**EXTRACTED INFORMATION**

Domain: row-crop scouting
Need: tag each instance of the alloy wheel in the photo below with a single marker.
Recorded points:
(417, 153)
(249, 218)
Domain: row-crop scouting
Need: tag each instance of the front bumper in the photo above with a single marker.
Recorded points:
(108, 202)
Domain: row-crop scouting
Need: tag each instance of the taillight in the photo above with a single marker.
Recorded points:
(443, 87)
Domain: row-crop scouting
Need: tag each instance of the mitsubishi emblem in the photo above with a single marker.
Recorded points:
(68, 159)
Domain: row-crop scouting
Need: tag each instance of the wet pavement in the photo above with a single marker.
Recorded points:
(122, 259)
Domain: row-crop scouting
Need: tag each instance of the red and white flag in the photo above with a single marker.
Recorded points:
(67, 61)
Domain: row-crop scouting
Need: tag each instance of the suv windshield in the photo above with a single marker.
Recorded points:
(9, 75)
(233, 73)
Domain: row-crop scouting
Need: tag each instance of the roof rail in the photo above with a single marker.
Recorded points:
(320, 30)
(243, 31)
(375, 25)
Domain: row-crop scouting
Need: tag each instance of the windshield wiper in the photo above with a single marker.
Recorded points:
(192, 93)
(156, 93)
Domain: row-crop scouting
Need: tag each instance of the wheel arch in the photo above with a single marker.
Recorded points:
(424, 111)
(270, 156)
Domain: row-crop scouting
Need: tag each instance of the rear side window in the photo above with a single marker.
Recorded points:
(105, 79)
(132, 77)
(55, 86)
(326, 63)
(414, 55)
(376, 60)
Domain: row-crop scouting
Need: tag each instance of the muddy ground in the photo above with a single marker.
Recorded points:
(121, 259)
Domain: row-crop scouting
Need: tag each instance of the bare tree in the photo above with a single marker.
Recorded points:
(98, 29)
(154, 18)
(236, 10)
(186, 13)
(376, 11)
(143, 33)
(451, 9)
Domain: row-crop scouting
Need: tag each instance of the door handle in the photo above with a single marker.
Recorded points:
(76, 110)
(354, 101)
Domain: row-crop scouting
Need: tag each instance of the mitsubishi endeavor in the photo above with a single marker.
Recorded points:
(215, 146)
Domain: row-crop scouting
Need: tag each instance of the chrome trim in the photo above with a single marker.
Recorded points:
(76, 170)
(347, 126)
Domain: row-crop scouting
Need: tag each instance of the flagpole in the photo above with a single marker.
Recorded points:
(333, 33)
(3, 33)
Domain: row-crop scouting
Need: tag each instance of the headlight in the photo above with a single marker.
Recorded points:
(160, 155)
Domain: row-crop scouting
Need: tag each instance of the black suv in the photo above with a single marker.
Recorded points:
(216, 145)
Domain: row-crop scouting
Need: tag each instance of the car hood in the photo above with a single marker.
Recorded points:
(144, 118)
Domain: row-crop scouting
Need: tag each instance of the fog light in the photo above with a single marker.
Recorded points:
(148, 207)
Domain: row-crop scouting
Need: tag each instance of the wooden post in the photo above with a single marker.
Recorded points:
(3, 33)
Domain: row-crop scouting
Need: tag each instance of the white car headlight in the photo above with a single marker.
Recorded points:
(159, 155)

**THE PROBLEM**
Transcribe the lines above between the line holding "Need: tag each instance of the taillight" and the line holding "Need: tag each instance of the red", inclusive, exactly as they stand and with nothing added.

**EXERCISE ANSWER**
Need: tag each instance of the taillight in the photo above with a single marker.
Recorded points:
(443, 87)
Domain: row-crop scouting
Need: tag each instance of the mitsubishi emblem in the photo above with a single marker.
Recorded points:
(68, 159)
Domain: row-crop scouting
Need: tag each instance of the wet pavement in the photo above with a single marker.
Recorded points:
(122, 259)
Domain: row-crop scouting
Need: tag each instance of the red and white flag in the photo above with a single marker.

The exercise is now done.